■ **作業内容**
[a] 咳の解説文によると、急性に起こる咳の多くは何によるものですか。
[b] 咳の解説文の続きを、最後の文の後から書き進めてください。

■ **ページ本文**

---+---

咳の診断・治療
咳とは
気道に吸い込まれた異物、ウイルスなどを外に出すための生体防御反応のひとつです(咳嗽反射といいます)
気道に異物が入り込むと、気道にある咳のセンサー(咳受容体)に刺激が加わります。それが脳にある咳中枢に伝えられ、横隔膜などの呼吸を行う筋肉に咳を出すよう指令が送られます。
急性に起こる咳の多くはウイルス感染によるものです。しかし3週間以上続く慢性の咳は、気管支喘息、肺炎、アトピー咳嗽、慢性気管支炎、副鼻腔気管支症候群、胃食道逆流症など様々な病態が考えられます。
診断と治療
急性のウイルス感染が疑われる場合はまず、対症療法(安静、栄養、去痰剤投与)を行います。3週間以上の長引く場合、発熱が続く場合などは診断のために胸部レントゲン、喀痰の培養検査、血液検査など様々な検査を行っていきます。
治療は咳の原因により、抗菌剤、去痰剤、抗アレルギー薬、吸入薬などを組み合わせて行っていきます。
長引く咳の原因 と治療
感染後咳嗽
ウイルス等の感染によって気道にに炎症が起こり咳がみられる状態です。
多くの場合は咳嗽以外にも咽頭痛や鼻水などの症状があり、原因となった微生物自体は気道からいなくなっても、炎症が残り咳が長引くことがあります。
基本的には去痰剤、咳止めなどの対症療法で軽快します。
感染後の咳嗽が疑われた場合でも激しい咳が1週間以上続く場合は、肺炎や結核、マイコプラズマ、百日咳などを否定するため胸部レントゲン、喀痰検査等を行うことがあります。
咳喘息
喘息と同じように、気道の過敏性が亢進した状態ですが、喘息と違いヒューヒュー、ゼエゼエというような喘鳴をともなわず咳が長く続く状態です。

---+---

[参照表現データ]
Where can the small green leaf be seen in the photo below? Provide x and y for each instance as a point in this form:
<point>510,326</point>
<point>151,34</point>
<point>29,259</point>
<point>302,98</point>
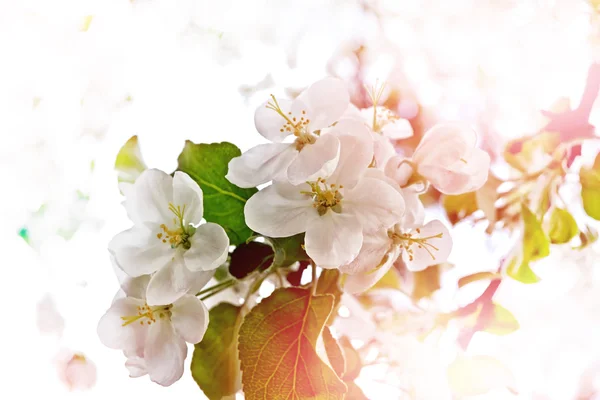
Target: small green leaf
<point>295,277</point>
<point>224,202</point>
<point>250,257</point>
<point>277,348</point>
<point>563,227</point>
<point>590,188</point>
<point>535,243</point>
<point>288,250</point>
<point>535,246</point>
<point>334,353</point>
<point>587,237</point>
<point>215,366</point>
<point>129,163</point>
<point>520,270</point>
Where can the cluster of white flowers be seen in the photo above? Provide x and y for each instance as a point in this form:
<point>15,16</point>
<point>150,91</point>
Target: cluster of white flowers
<point>169,256</point>
<point>335,177</point>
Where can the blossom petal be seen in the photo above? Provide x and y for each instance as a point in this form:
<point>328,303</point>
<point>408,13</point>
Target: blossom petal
<point>383,150</point>
<point>374,203</point>
<point>136,287</point>
<point>445,144</point>
<point>360,282</point>
<point>186,192</point>
<point>148,202</point>
<point>170,283</point>
<point>209,248</point>
<point>399,169</point>
<point>414,212</point>
<point>111,331</point>
<point>445,180</point>
<point>333,239</point>
<point>269,123</point>
<point>465,175</point>
<point>326,100</point>
<point>189,316</point>
<point>164,353</point>
<point>280,210</point>
<point>476,165</point>
<point>434,250</point>
<point>374,248</point>
<point>136,365</point>
<point>356,154</point>
<point>261,164</point>
<point>398,129</point>
<point>138,252</point>
<point>315,160</point>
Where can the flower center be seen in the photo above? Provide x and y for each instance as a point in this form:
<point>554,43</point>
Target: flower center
<point>148,314</point>
<point>325,196</point>
<point>407,241</point>
<point>180,233</point>
<point>296,125</point>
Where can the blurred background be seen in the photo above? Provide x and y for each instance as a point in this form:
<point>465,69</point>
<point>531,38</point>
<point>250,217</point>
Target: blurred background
<point>80,77</point>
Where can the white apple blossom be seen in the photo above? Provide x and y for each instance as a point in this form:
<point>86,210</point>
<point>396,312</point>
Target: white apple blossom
<point>167,239</point>
<point>385,127</point>
<point>419,244</point>
<point>310,154</point>
<point>447,158</point>
<point>334,211</point>
<point>153,337</point>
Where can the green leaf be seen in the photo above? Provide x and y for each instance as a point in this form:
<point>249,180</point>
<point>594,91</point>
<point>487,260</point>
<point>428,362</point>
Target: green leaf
<point>215,366</point>
<point>520,270</point>
<point>459,207</point>
<point>563,227</point>
<point>587,237</point>
<point>224,202</point>
<point>334,353</point>
<point>129,163</point>
<point>352,359</point>
<point>288,250</point>
<point>503,322</point>
<point>295,277</point>
<point>535,243</point>
<point>329,283</point>
<point>535,246</point>
<point>250,257</point>
<point>590,189</point>
<point>277,348</point>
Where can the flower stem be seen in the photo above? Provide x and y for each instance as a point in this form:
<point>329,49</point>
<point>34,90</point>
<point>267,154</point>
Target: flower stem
<point>314,277</point>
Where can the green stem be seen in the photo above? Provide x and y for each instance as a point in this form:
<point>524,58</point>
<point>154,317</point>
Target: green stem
<point>314,277</point>
<point>218,290</point>
<point>226,283</point>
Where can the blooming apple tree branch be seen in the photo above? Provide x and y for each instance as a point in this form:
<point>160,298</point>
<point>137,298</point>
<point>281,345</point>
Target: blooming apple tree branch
<point>337,202</point>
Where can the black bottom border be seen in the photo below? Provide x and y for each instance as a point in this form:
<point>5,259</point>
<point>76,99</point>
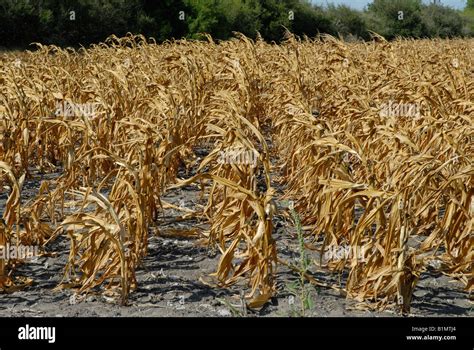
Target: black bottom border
<point>365,332</point>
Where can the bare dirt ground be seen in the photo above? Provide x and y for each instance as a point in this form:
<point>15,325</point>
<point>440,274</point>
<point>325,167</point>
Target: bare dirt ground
<point>169,280</point>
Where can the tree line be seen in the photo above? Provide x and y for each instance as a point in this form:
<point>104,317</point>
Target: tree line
<point>82,22</point>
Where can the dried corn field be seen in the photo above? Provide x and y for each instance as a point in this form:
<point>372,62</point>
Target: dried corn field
<point>256,131</point>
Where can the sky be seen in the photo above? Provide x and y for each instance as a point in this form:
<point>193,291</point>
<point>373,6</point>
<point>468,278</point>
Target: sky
<point>360,4</point>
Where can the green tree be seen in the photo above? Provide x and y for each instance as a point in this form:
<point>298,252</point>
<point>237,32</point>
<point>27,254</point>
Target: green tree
<point>442,21</point>
<point>392,18</point>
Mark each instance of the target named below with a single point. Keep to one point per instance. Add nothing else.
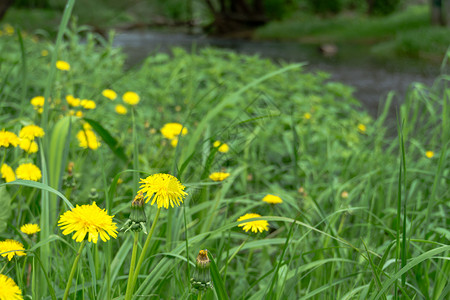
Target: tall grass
(364, 215)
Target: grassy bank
(362, 214)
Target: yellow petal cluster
(172, 130)
(30, 132)
(272, 199)
(9, 248)
(28, 171)
(7, 173)
(165, 189)
(30, 228)
(254, 226)
(219, 176)
(131, 98)
(88, 139)
(8, 138)
(9, 289)
(88, 220)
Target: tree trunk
(4, 5)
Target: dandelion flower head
(172, 130)
(254, 226)
(28, 171)
(7, 173)
(30, 229)
(12, 247)
(9, 290)
(224, 148)
(110, 94)
(121, 110)
(272, 199)
(165, 189)
(88, 139)
(30, 132)
(8, 138)
(131, 98)
(28, 145)
(219, 176)
(62, 65)
(88, 220)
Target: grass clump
(349, 222)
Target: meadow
(213, 175)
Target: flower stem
(141, 257)
(132, 265)
(72, 272)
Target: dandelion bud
(201, 279)
(137, 219)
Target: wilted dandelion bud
(137, 219)
(201, 279)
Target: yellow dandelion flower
(62, 65)
(110, 94)
(88, 104)
(165, 189)
(254, 226)
(28, 171)
(88, 139)
(131, 98)
(30, 229)
(224, 148)
(272, 199)
(88, 219)
(172, 130)
(28, 145)
(7, 173)
(30, 132)
(8, 138)
(218, 176)
(121, 110)
(9, 248)
(362, 128)
(37, 102)
(72, 101)
(9, 290)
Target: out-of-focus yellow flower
(30, 229)
(88, 139)
(7, 173)
(272, 199)
(62, 65)
(110, 94)
(362, 128)
(31, 131)
(224, 148)
(88, 104)
(8, 138)
(254, 226)
(88, 220)
(10, 290)
(13, 247)
(72, 101)
(131, 98)
(28, 171)
(219, 176)
(172, 130)
(28, 145)
(121, 110)
(165, 189)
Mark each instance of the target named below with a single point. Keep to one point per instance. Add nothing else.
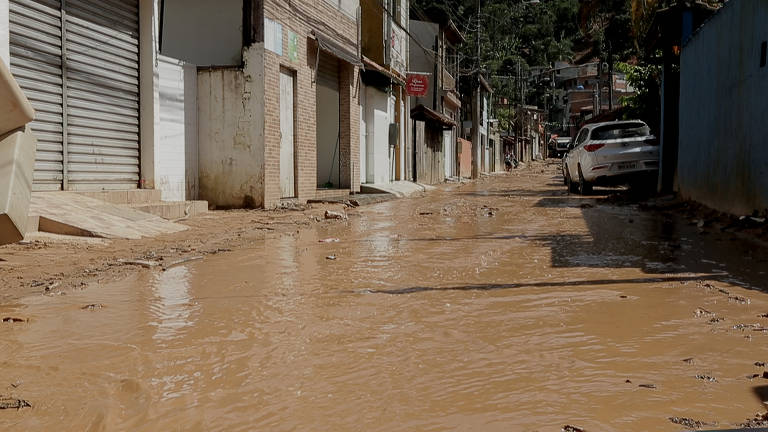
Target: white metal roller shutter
(35, 48)
(102, 82)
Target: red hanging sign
(417, 85)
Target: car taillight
(593, 147)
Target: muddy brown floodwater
(502, 305)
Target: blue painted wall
(723, 160)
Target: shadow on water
(621, 235)
(494, 287)
(515, 192)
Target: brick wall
(301, 17)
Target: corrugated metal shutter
(35, 47)
(87, 120)
(328, 71)
(102, 93)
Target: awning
(371, 65)
(422, 113)
(331, 47)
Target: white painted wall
(176, 150)
(4, 41)
(149, 90)
(192, 147)
(203, 32)
(363, 134)
(403, 137)
(377, 136)
(327, 134)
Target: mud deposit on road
(503, 305)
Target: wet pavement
(502, 305)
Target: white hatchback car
(609, 154)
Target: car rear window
(621, 130)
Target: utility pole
(476, 117)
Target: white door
(448, 152)
(287, 170)
(363, 136)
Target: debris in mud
(329, 214)
(738, 299)
(13, 403)
(489, 211)
(689, 422)
(700, 312)
(705, 377)
(180, 261)
(747, 326)
(142, 263)
(759, 420)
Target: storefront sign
(417, 85)
(398, 41)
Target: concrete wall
(327, 133)
(204, 32)
(424, 33)
(465, 158)
(4, 42)
(297, 20)
(231, 133)
(377, 136)
(176, 151)
(723, 153)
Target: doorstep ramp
(400, 188)
(71, 213)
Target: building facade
(261, 107)
(384, 103)
(723, 158)
(433, 53)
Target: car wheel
(585, 188)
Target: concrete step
(73, 214)
(173, 210)
(126, 197)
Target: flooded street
(502, 305)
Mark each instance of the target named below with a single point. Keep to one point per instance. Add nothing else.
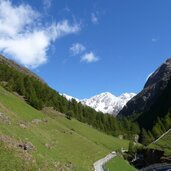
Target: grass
(164, 144)
(118, 164)
(58, 143)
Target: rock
(155, 84)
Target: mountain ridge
(105, 102)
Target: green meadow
(56, 142)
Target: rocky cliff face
(153, 88)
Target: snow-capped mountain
(108, 103)
(105, 102)
(70, 97)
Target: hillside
(164, 144)
(153, 101)
(54, 142)
(19, 68)
(40, 95)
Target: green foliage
(118, 164)
(10, 162)
(146, 137)
(69, 115)
(131, 147)
(56, 142)
(40, 95)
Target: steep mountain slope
(154, 100)
(35, 140)
(21, 69)
(107, 102)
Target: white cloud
(24, 37)
(89, 58)
(149, 75)
(47, 3)
(94, 18)
(154, 40)
(77, 48)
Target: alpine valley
(106, 102)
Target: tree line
(40, 95)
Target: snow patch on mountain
(108, 103)
(105, 102)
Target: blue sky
(83, 48)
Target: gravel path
(98, 165)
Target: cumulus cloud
(23, 35)
(154, 40)
(149, 75)
(94, 18)
(47, 3)
(77, 48)
(89, 57)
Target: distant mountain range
(105, 102)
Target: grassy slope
(56, 143)
(118, 164)
(164, 144)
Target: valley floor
(30, 139)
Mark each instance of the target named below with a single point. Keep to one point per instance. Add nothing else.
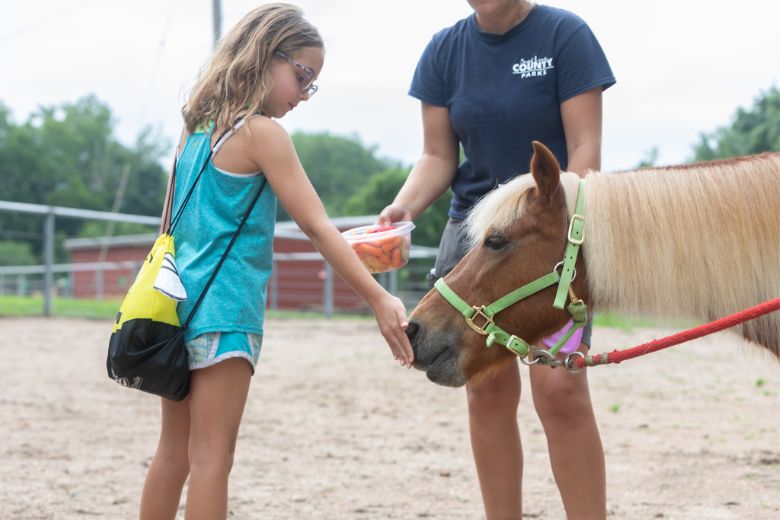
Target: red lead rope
(616, 356)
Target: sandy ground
(334, 430)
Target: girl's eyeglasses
(307, 82)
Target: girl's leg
(170, 465)
(217, 399)
(495, 441)
(562, 400)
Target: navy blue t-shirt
(504, 91)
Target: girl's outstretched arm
(270, 147)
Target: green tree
(380, 190)
(754, 130)
(336, 166)
(68, 155)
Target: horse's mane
(697, 241)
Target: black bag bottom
(150, 356)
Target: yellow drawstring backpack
(146, 350)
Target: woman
(510, 73)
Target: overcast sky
(682, 67)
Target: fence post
(48, 249)
(99, 283)
(328, 296)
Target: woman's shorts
(454, 246)
(211, 348)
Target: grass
(11, 305)
(64, 307)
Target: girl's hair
(236, 82)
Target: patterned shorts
(211, 348)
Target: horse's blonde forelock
(501, 207)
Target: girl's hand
(393, 213)
(390, 315)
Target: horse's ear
(545, 169)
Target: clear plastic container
(381, 248)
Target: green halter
(576, 308)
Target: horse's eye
(496, 242)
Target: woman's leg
(495, 441)
(170, 465)
(562, 400)
(217, 397)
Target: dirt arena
(335, 430)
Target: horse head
(518, 234)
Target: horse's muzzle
(435, 354)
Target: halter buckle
(480, 329)
(576, 241)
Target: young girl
(261, 70)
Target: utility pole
(216, 15)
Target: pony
(695, 242)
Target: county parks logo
(532, 67)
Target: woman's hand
(390, 315)
(393, 213)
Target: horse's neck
(691, 241)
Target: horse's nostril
(412, 330)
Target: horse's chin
(445, 370)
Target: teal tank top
(236, 300)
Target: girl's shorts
(211, 348)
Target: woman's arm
(434, 171)
(271, 148)
(581, 117)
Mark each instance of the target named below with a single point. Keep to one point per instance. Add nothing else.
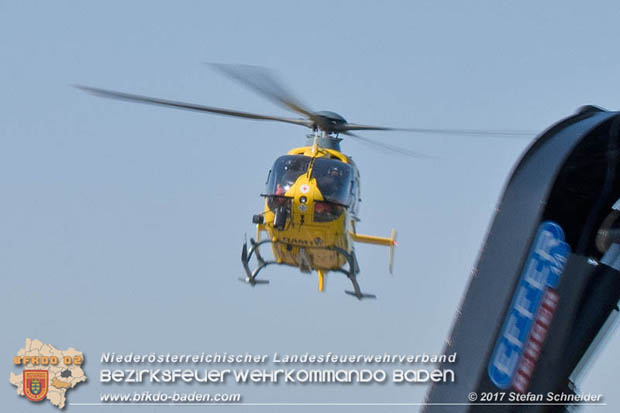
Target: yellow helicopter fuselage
(311, 205)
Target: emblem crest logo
(36, 384)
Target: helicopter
(312, 194)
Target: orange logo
(36, 383)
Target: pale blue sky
(121, 224)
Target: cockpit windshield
(334, 179)
(285, 172)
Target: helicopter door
(334, 179)
(286, 169)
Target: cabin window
(334, 179)
(286, 169)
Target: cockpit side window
(334, 179)
(286, 169)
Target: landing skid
(251, 276)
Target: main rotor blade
(388, 147)
(468, 132)
(264, 82)
(189, 106)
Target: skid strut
(251, 276)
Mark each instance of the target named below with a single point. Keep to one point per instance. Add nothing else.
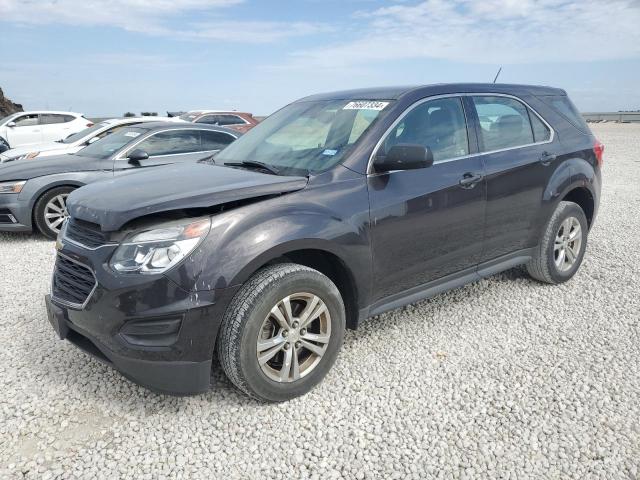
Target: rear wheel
(50, 211)
(562, 246)
(282, 332)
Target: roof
(56, 112)
(124, 120)
(395, 93)
(182, 125)
(201, 112)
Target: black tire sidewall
(569, 210)
(302, 281)
(38, 211)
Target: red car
(241, 121)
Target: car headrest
(511, 125)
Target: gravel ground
(506, 378)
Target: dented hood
(113, 203)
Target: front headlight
(12, 187)
(159, 249)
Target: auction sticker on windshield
(365, 105)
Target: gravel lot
(506, 378)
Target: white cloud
(156, 17)
(487, 31)
(253, 31)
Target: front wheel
(50, 211)
(281, 332)
(562, 246)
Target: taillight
(598, 149)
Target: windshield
(305, 137)
(189, 116)
(5, 119)
(107, 146)
(74, 137)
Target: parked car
(338, 207)
(76, 141)
(4, 145)
(241, 121)
(30, 128)
(34, 194)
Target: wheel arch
(43, 191)
(583, 197)
(320, 256)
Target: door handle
(469, 180)
(546, 158)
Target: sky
(105, 58)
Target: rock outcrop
(7, 107)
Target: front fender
(333, 218)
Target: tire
(249, 319)
(552, 260)
(48, 227)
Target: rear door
(426, 224)
(518, 151)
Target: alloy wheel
(55, 212)
(293, 337)
(567, 244)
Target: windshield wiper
(254, 164)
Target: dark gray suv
(33, 193)
(338, 207)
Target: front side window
(171, 142)
(438, 124)
(26, 120)
(504, 123)
(230, 120)
(306, 137)
(110, 144)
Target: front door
(519, 158)
(428, 223)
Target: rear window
(567, 109)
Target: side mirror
(404, 156)
(137, 156)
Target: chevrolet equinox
(336, 208)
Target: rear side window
(50, 119)
(171, 142)
(568, 110)
(438, 124)
(215, 140)
(541, 132)
(27, 120)
(504, 123)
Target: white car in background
(30, 128)
(77, 141)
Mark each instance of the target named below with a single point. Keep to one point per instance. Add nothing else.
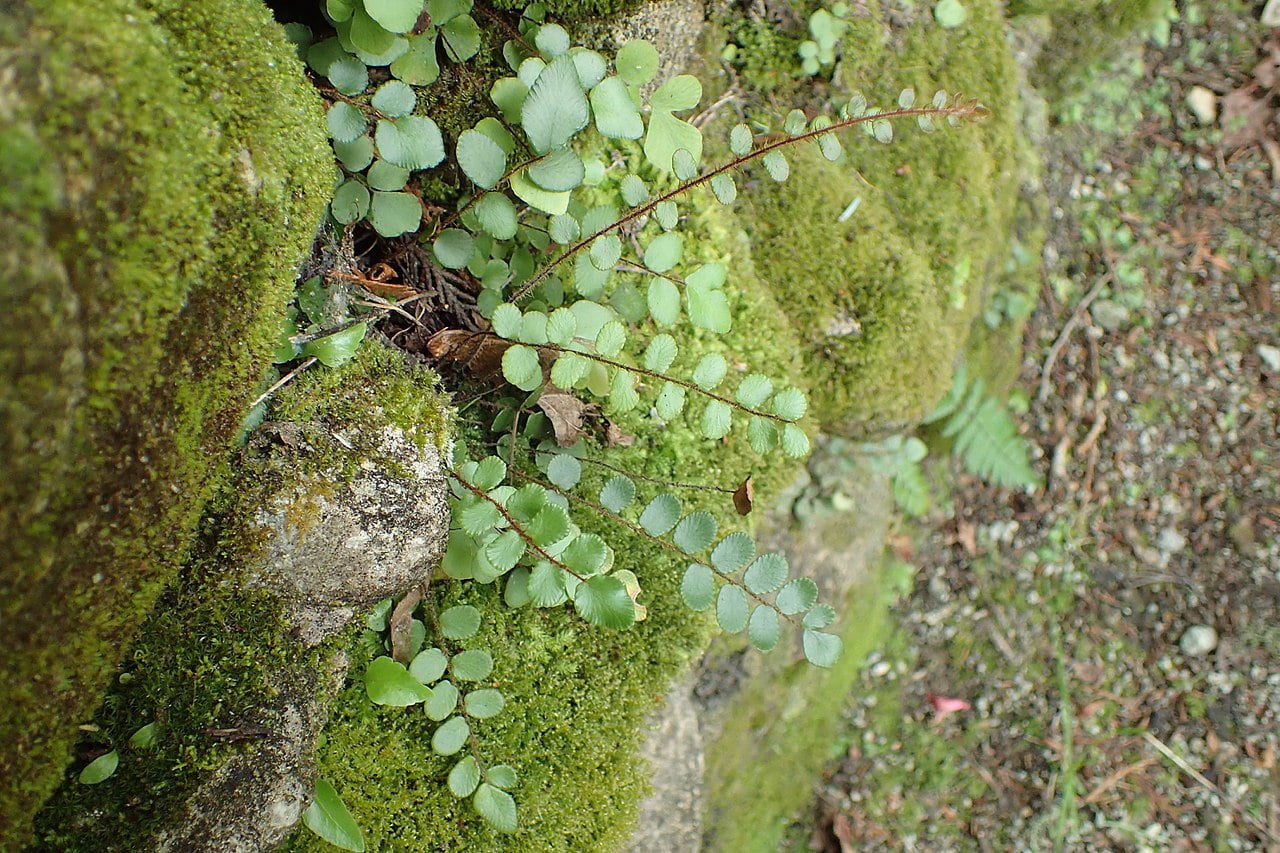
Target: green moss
(885, 300)
(213, 653)
(172, 172)
(781, 730)
(575, 10)
(576, 696)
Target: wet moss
(1084, 36)
(210, 656)
(780, 730)
(163, 181)
(576, 696)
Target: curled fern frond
(984, 433)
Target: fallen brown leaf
(402, 625)
(615, 437)
(566, 413)
(744, 497)
(476, 352)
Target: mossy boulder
(163, 169)
(1082, 36)
(240, 661)
(883, 256)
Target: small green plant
(572, 168)
(983, 433)
(826, 30)
(899, 457)
(328, 817)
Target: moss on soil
(780, 731)
(1084, 36)
(883, 301)
(576, 696)
(163, 169)
(208, 655)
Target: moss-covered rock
(883, 296)
(163, 169)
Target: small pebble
(1171, 541)
(1198, 641)
(1110, 315)
(1203, 104)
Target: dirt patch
(1115, 634)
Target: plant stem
(700, 487)
(965, 110)
(635, 528)
(515, 525)
(661, 377)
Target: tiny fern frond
(878, 119)
(984, 434)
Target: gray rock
(1198, 641)
(1110, 315)
(1202, 104)
(1170, 541)
(671, 816)
(254, 801)
(368, 520)
(336, 548)
(837, 550)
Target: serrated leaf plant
(570, 224)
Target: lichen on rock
(145, 281)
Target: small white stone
(1271, 14)
(1270, 356)
(1171, 541)
(1198, 641)
(1203, 104)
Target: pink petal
(945, 705)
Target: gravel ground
(1116, 633)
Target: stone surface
(254, 801)
(1198, 641)
(1203, 104)
(337, 542)
(336, 548)
(163, 169)
(1109, 315)
(671, 26)
(671, 816)
(839, 550)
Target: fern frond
(984, 434)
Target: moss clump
(883, 301)
(1084, 36)
(576, 696)
(213, 653)
(164, 168)
(575, 10)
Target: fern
(983, 433)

---+---

■ **解答**
[a] ウイルス感染によるものです。

[b]
アレルギーの関与もあり、冷気、受動喫煙も含む喫煙、運動、気温の変化、花粉、黄砂の飛散などが増悪因子となることがあり、風邪などの感染がきっかけになることもあります。
慢性の咳嗽の中では比較的頻度が高い疾患です。
咳は、深夜や就寝時に増悪することが多く咳で眠れないと訴える方も多くいらっしゃいます。
治療は一般的な咳止めで軽快しないため気管支拡張剤の投与を行います。
また気管支拡張剤が有効であることが診断にもつながります。
呼吸機能検査はほとんどの方が正常です。
咳喘息は経過中に約3割の方が喘息に移行するとの報告があるため、定期的な経過観察、予防的な治療、環境の改善などが必要となります。
アトピー咳嗽
中枢の気道の炎症と、気管壁の咳受容体の感受性亢進が原因となり、咳が長引く状態です。
典型的な症状としては、のどのあたりのかゆみを伴う空咳で、就寝時、深夜から早朝に多く、エアコン、たばこの煙、精神的ストレス、会話などが原因となります。
咳喘息との違いは、気管支拡張剤が無効で、抗ヒスタミン薬やステロイドの吸入で軽快します。予後は比較的良好で喘息への移行はありませんが、約半数が再燃します。